Agora é tão sofisticado que pode identificar alguém usando máscara ou óculos escuro, e pode fazer isso a mais de um quilômetro de distância.
O melhor algoritmo de identificação facial tem uma taxa de erro de apenas 0,08%, de acordo com testes do Instituto Nacional de Padrões e Tecnologia dos EUA.
No entanto, este nível de precisão só é possível em condições ideais, em que os traços faciais são claros e não estão obscurecidos, a iluminação é boa, e o indivíduo está de frente para a câmera.
A taxa de erro para indivíduos capturados ao acaso pode chegar a 9,3%.
“É uma tecnologia incrivelmente útil. Mas se alguém nos perguntasse há 20 anos, quando a internet mundial estava começando, se queríamos viver em um mundo onde nossas interações e atividades fossem coletadas e rastreadas, a maioria de nós provavelmente teria dito que soava assustador”, observa O’Hara.
“Agora estamos replicando o rastreamento do espaço online para incluir também o espaço físico. E não estamos fazendo as perguntas que deveríamos fazer.”
Um dos aspectos mais problemáticos é o potencial de discriminação e preconceito racial.
A maioria dos aplicativos de reconhecimento facial foi inicialmente treinada usando conjuntos de dados que não representavam toda a amplitude da comunidade.

▶ O que fazer:
1 - Transcreva do texto sobre reconhecimento facial o trecho que começa com as palavras "O melhor algoritmo" e termina com "chegar a 9,3%.".
2 - De acordo com o texto sobre reconhecimento facial, qual é a taxa de erro do melhor algoritmo de identificação facial nos testes do Instituto Nacional de Padrões e Tecnologia dos EUA?
O material não tem relação com o texto sobre reconhecimento facial.

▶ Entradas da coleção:
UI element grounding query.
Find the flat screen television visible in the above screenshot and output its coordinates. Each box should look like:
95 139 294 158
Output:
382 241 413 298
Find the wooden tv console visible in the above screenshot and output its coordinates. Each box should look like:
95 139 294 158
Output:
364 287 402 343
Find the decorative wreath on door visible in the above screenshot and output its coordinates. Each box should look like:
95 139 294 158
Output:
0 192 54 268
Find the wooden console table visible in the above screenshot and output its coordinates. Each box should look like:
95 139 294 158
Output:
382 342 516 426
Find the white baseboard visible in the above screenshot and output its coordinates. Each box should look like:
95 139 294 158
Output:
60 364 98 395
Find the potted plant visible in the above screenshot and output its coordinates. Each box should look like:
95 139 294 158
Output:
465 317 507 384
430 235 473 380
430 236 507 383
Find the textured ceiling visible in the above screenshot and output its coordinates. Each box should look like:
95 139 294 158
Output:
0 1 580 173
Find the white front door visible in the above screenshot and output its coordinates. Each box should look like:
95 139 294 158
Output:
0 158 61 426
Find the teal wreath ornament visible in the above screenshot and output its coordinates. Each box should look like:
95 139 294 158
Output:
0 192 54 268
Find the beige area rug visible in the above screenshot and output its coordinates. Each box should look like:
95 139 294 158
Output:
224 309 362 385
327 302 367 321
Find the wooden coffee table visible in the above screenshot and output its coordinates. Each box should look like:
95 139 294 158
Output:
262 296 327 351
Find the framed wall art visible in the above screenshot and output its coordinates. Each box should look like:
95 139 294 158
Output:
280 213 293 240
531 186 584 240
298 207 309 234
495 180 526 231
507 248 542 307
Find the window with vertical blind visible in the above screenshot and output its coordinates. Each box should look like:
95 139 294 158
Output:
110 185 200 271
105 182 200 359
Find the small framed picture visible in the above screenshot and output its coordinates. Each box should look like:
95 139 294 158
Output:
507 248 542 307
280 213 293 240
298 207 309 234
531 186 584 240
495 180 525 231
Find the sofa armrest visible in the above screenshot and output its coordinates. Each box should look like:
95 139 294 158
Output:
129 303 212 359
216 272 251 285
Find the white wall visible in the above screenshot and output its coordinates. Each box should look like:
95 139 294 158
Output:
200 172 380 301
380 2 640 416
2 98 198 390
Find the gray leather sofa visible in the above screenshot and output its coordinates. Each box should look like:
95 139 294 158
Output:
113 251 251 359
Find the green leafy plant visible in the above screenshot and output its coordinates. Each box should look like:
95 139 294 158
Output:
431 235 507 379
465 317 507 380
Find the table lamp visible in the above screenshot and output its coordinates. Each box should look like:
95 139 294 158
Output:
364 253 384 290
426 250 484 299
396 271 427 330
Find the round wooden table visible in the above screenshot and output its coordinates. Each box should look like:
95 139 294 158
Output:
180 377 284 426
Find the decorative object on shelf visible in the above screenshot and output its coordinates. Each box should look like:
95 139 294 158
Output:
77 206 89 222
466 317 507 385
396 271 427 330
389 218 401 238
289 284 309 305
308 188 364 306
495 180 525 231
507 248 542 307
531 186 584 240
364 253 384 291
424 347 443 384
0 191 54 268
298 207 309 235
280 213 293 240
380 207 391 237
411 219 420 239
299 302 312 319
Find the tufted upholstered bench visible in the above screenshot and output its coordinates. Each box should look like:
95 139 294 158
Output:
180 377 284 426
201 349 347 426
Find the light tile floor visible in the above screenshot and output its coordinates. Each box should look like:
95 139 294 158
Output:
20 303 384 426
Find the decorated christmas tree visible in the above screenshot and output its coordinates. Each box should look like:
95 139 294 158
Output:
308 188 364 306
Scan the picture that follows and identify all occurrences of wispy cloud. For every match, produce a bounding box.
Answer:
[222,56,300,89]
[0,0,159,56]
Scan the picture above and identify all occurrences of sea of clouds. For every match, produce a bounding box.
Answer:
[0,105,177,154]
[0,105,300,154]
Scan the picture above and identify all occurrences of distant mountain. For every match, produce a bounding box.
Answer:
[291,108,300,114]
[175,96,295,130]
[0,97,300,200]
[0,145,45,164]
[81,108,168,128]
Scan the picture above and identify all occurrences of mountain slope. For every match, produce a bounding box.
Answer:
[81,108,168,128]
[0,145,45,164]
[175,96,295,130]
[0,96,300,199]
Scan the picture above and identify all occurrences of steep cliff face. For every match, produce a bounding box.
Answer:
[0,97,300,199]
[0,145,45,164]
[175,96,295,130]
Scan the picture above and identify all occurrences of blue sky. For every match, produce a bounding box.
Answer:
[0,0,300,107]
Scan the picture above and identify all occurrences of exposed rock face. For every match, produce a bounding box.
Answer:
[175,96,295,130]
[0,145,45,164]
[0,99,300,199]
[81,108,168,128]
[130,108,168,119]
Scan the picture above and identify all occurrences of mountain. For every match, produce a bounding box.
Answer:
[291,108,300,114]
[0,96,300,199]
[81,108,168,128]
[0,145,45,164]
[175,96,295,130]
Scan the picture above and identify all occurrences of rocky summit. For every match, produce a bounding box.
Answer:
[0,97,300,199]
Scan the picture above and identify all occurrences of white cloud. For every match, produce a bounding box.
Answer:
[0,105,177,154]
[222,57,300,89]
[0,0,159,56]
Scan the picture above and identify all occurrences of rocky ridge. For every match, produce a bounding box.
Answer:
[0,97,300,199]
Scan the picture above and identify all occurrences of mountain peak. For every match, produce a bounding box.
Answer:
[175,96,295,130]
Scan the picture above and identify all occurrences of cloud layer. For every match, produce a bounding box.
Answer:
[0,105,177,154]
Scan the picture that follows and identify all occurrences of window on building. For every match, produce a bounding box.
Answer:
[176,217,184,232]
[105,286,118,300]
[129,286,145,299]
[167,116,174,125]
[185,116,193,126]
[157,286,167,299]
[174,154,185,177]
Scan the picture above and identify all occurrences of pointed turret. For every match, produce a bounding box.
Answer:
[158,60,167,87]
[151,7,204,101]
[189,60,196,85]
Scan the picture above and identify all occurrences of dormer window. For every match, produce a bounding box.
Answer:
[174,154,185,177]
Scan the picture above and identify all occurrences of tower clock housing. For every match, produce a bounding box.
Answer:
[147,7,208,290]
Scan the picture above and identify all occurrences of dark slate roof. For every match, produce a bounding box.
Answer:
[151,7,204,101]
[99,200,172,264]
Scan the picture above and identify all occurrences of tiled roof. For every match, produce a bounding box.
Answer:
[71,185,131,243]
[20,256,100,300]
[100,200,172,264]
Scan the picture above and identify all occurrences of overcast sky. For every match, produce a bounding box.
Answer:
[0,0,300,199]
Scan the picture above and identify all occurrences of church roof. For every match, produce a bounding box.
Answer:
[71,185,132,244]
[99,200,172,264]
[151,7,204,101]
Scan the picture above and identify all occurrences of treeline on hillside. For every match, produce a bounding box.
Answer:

▶ Respostas numeradas:
1 -
O melhor algoritmo de identificação facial tem uma taxa de erro de apenas 0,08%, de acordo com testes do Instituto Nacional de Padrões e Tecnologia dos EUA.
No entanto, este nível de precisão só é possível em condições ideais, em que os traços faciais são claros e não estão obscurecidos, a iluminação é boa, e o indivíduo está de frente para a câmera.
A taxa de erro para indivíduos capturados ao acaso pode chegar a 9,3%.

2 - Apenas 0,08%.